Supplied text below:
Developing economies in Asia will shrink at a slower pace than forecast this year on improved outlooks for India and China, according to the Asian Development Bank.
The ADB forecasts economies in developing Asia are expected to contract by 0.4 per cent in 2020, an improvement on the bank’s forecast in September of a 0.7 per cent year on year decline.
Its Asian Development Outlook report forecasts that the Chinese economy will recover at a faster rate than previously estimated. China’s economy is set to grow by 2.1 per cent in 2020, up from the previous estimate of 1.8 per cent on recoveries for both manufacturing and services.
The outlook for India has improved after strict lockdowns were eased. “With the pandemic possibly having peaked in mid-September, many high-frequency indicators are better than a year ago or back to pre-Covid levels, indicating accelerating economic normalisation,” the ADB said.
It forecasts the Indian economy will contract by 8 per cent in 2020, down from the previous estimate of a 9 per cent decline.
The bank left its growth forecast for 2021 at 6.8 per cent for developing Asia.
Taiwan’s economy is among those that have shown strength
Recovery from the pandemic varies across the region, the ADB said as parts of south-east Asia struggle to contain the virus, limiting economic activity.
End of Supplied text.
Source data below:
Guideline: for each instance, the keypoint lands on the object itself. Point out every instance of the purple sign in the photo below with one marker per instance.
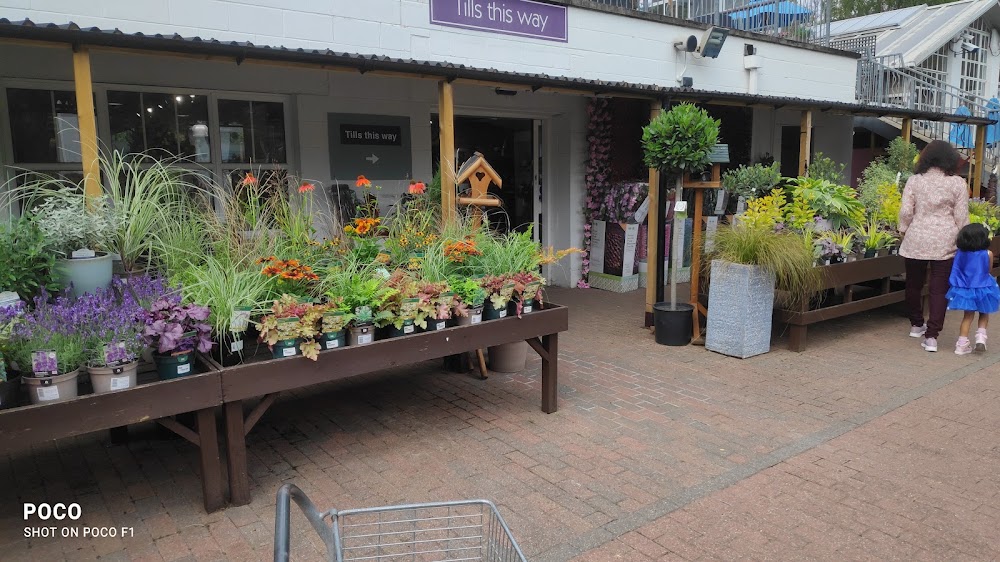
(513, 17)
End of Source data.
• Task list:
1: Repeat word for word the part of the article on Asia's economic outlook starting with "Developing economies in" and going on through "on year decline.".
2: Carry on the article about the Asian Development Bank's forecasts for developing Asia from its last sentence.

• Responses to the tasks:
1:
Developing economies in Asia will shrink at a slower pace than forecast this year on improved outlooks for India and China, according to the Asian Development Bank.
The ADB forecasts economies in developing Asia are expected to contract by 0.4 per cent in 2020, an improvement on the bank’s forecast in September of a 0.7 per cent year on year decline.

2:
Containment measures are less strict in parts of East Asia and the Pacific that have been successful in limiting the spread of the virus.
East Asia is expected to grow by between 1.3 and 1.6 per cent in 2020, the only sub-region projected to record growth, thanks to strength in China, South Korea and Taiwan.
Exports from the region have rebounded to similar levels recorded last year, the ADB said. Shipments of medical supplies, electronic and household goods have offset the fall in demand for other items caused by a second wave of infections in the US and Europe.
Tourism, a mainstay for many countries in the region, remains “abysmal” with travel restrictions in place to stem the spread of coronavirus.
Tourist arrivals are down by between 88 per cent and 100 per cent across Asia.